====== Data excerpts

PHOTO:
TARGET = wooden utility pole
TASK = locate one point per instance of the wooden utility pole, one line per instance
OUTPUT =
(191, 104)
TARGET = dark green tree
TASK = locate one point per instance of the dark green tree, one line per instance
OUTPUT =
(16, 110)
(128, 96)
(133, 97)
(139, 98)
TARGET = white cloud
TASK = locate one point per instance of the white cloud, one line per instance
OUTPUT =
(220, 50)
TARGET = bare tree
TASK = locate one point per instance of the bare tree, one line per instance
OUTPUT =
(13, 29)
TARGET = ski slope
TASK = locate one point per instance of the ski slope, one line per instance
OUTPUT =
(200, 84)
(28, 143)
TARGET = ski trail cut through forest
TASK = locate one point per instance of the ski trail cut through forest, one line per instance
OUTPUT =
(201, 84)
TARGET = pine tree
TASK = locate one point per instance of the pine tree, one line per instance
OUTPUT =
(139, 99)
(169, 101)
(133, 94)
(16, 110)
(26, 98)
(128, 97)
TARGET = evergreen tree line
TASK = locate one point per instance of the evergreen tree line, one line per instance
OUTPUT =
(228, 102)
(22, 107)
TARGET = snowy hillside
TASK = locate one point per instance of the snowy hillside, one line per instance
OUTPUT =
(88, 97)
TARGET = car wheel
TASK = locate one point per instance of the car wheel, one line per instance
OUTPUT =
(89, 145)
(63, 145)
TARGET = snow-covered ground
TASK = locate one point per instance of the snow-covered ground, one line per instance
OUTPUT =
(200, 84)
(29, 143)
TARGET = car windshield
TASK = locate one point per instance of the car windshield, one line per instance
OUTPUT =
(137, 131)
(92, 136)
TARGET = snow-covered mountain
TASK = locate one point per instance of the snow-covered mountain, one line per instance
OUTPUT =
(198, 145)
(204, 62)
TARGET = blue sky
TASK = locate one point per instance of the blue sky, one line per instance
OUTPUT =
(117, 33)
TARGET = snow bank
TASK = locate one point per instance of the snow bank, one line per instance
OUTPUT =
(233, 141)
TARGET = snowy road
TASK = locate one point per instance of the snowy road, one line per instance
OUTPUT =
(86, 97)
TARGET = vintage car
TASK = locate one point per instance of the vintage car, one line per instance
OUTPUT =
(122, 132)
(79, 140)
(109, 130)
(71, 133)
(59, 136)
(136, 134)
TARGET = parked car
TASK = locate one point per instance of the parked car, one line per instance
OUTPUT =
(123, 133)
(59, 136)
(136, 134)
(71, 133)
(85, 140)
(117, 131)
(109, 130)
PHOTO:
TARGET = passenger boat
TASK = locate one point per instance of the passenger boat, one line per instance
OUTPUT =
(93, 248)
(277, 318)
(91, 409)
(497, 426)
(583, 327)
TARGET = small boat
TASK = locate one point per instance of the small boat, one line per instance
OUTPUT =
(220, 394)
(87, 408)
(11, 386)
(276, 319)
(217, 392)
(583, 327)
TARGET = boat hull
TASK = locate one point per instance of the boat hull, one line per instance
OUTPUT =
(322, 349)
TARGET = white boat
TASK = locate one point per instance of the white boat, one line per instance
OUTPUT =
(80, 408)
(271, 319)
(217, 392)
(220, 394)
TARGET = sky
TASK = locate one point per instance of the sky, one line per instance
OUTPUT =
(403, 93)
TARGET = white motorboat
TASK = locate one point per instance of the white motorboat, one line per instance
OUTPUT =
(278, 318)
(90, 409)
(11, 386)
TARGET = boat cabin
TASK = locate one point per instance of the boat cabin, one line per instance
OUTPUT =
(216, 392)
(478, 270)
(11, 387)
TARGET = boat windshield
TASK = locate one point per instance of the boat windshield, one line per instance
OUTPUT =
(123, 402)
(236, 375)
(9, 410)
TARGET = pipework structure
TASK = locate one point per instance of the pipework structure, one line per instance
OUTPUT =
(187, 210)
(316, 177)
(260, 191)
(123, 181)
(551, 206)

============

Task: Could you output every entry above exactly as it stands?

Solution for this problem:
PHOTO:
TARGET = wooden utility pole
TASK = locate one point per instance of the wooden utility pole, one line per instance
OUTPUT =
(191, 104)
TARGET = dark green tree
TASK = locate one point per instance of the dark green tree, one line per instance
OUTPUT =
(16, 110)
(128, 96)
(133, 97)
(139, 98)
TARGET = white cloud
TASK = locate one point per instance of the white cloud, one line per instance
OUTPUT =
(220, 50)
TARGET = bare tree
TASK = locate one point per instance of the bare tree, one line per instance
OUTPUT =
(13, 29)
TARGET = ski slope
TASK = locate one point per instance of the ski slope, one line per instance
OUTPUT =
(200, 84)
(28, 143)
TARGET = ski trail cut through forest
TASK = locate one point per instance of the ski trail cut through forest, one line per instance
OUTPUT =
(201, 84)
TARGET = pine tree
TASK = locate one point per instance of the pine tree, one line per instance
OUTPUT =
(139, 99)
(169, 101)
(133, 94)
(16, 110)
(26, 98)
(128, 97)
TARGET = evergreen tree line
TASK = locate one point per instance of the evergreen tree line, one line per instance
OUTPUT =
(228, 102)
(22, 107)
TARGET = snowy hillside
TASK = locate one point per instance of the snowy hillside, one line per instance
OUTPUT =
(88, 97)
TARGET = car wheel
TASK = locate one point per instance of the car wheel, one line per instance
OUTPUT =
(89, 145)
(63, 145)
TARGET = snow-covered ground
TASK = locate one point per instance of the snow-covered ground, one line per instance
OUTPUT =
(200, 84)
(29, 143)
TARGET = car windshield
TASK = locate one point per instance of the car windshield, one line per instance
OUTPUT =
(137, 131)
(92, 136)
TARGET = snow-covered mountain
TASK = locate one point per instance of the snow-covered mountain, one line per instance
OUTPUT =
(198, 145)
(204, 62)
TARGET = blue sky
TASK = locate one point per instance of the blue sky, one line per instance
OUTPUT =
(117, 33)
TARGET = snow bank
TASK = locate one point per instance of the snow bank, one line per instance
OUTPUT =
(233, 141)
TARGET = snowy road
TASK = locate one point per instance of the snowy road, one line per instance
OUTPUT =
(86, 97)
TARGET = vintage car
TASK = locate one point per instance of the vintage car, one line per instance
OUTPUT =
(122, 132)
(79, 140)
(109, 130)
(71, 133)
(59, 136)
(136, 134)
TARGET = parked car
TASK = locate one point per instance of the parked car, one line per instance
OUTPUT =
(123, 133)
(59, 136)
(136, 134)
(71, 133)
(85, 140)
(117, 131)
(109, 130)
PHOTO:
TARGET = passenger boat
TASK = locate one point per instance of the passenger boat, one line per instance
OUTPUT =
(93, 248)
(277, 318)
(91, 409)
(497, 426)
(583, 327)
TARGET = small boat
TASK = locate one point per instance of the small boat, one line per instance
OUTPUT =
(220, 394)
(87, 408)
(11, 386)
(276, 319)
(217, 392)
(583, 327)
TARGET = boat hull
TASK = locate one point per instance of the boat hull, one line per instance
OUTPUT =
(322, 349)
TARGET = white boat
TASK = locate one point per instance of the white boat, one line per instance
OUTPUT =
(80, 408)
(271, 319)
(217, 392)
(220, 394)
TARGET = sky
TASK = locate one point per instance of the sky, one line per instance
OUTPUT =
(403, 93)
TARGET = white motorboat
TASK = locate one point per instance of the white motorboat, one line per instance
OUTPUT =
(278, 318)
(90, 409)
(11, 386)
TARGET = boat cabin
TASK = locate one point per instance of the boat cabin, one line per instance
OUTPUT =
(216, 392)
(478, 270)
(11, 387)
TARGET = boat windshield
TASK = locate one point per instance of the boat windshield, one line per instance
OUTPUT =
(123, 402)
(236, 375)
(9, 410)
TARGET = pipework structure
TASK = locate one point per instance of the pipework structure, one line per instance
OUTPUT =
(187, 210)
(316, 177)
(260, 191)
(123, 181)
(551, 206)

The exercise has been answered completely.